> TASK DESCRIPTION
Write out all of the data without omission, exactly as shown.

> DATA TO USE
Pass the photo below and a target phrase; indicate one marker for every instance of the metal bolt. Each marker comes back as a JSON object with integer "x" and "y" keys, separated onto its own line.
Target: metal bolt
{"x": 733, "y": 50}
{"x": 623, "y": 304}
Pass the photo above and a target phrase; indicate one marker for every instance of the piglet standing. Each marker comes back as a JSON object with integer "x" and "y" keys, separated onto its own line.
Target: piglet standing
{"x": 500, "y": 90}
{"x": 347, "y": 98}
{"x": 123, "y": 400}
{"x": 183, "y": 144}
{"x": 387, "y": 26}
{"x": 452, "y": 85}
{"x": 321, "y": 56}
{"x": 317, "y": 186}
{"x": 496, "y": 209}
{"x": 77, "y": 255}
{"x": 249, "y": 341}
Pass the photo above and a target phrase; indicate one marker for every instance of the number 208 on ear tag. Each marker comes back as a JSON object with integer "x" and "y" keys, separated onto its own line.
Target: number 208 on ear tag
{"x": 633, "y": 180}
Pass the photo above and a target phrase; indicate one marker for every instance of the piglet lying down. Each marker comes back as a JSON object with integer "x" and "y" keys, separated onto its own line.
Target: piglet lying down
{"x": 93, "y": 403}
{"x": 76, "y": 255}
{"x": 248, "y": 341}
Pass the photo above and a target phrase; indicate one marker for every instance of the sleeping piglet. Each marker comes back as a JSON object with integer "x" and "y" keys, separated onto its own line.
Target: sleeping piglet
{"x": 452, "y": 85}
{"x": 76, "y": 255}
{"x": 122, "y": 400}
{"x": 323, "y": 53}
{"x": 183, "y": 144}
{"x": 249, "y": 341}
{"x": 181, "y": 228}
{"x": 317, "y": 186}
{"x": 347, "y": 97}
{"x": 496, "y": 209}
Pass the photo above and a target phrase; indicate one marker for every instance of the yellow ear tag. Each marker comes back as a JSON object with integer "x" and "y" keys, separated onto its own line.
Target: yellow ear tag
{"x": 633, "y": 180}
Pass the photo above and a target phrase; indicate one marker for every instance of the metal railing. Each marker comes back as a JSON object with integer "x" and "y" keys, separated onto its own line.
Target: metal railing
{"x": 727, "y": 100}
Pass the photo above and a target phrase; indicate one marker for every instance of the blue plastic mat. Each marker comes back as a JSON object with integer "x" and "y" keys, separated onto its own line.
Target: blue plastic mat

> EXERCISE RESULT
Pass the photo below and a target phrase; indicate one marker for every instance of the metal bolt. Each marker comes back as a JSON object with integer "x" and "y" keys, separated onto its own line.
Target: metal bolt
{"x": 733, "y": 50}
{"x": 623, "y": 304}
Pass the photo above and a target phrase; indicate one marker for every instance of the piglet standing. Each marker comes back as a JSON object with integer "x" and "y" keys, separated onto its own line.
Target: piglet standing
{"x": 500, "y": 90}
{"x": 347, "y": 98}
{"x": 123, "y": 400}
{"x": 183, "y": 144}
{"x": 387, "y": 26}
{"x": 452, "y": 85}
{"x": 321, "y": 56}
{"x": 317, "y": 186}
{"x": 496, "y": 209}
{"x": 77, "y": 255}
{"x": 249, "y": 341}
Pass the photo above and a target phrase; indicate one marker for every instance of the number 208 on ear tag. Each marker comes back as a JSON object with integer "x" and "y" keys, separated onto its own line.
Target: number 208 on ear tag
{"x": 633, "y": 180}
Pass the photo above and a target phrase; indicate one marker for every instance of the piglet lying down. Each marker comes back as a JSON object with integer "x" and "y" keys, separated onto its own line.
Target: piglet lying down
{"x": 93, "y": 403}
{"x": 76, "y": 255}
{"x": 248, "y": 341}
Pass the photo above and a target phrase; indicate one marker for every instance of the sleeping piglet. Each marker comes back as a JSON object with integer "x" and "y" keys, separated onto its own line.
Target: sleeping piglet
{"x": 452, "y": 85}
{"x": 76, "y": 255}
{"x": 122, "y": 400}
{"x": 323, "y": 53}
{"x": 183, "y": 144}
{"x": 249, "y": 341}
{"x": 181, "y": 228}
{"x": 317, "y": 186}
{"x": 347, "y": 97}
{"x": 496, "y": 209}
Pass the photo above and a target phrase; indicate one marker for every instance of the yellow ear tag. Each marker comes back as a JSON object with integer "x" and "y" keys, separated onto its own line.
Target: yellow ear tag
{"x": 633, "y": 180}
Pass the photo above and a target phrase; indicate one marker for every instance of the metal railing. Each marker comes back as a JSON object with integer "x" and "y" keys, separated onto its own line.
Target: metal railing
{"x": 727, "y": 100}
Pass the photo above and a target phrase; indicate one marker for every instance of the blue plastic mat. Each marker comes back as a JSON object with integer "x" and "y" keys, separated onto its own line.
Target: blue plastic mat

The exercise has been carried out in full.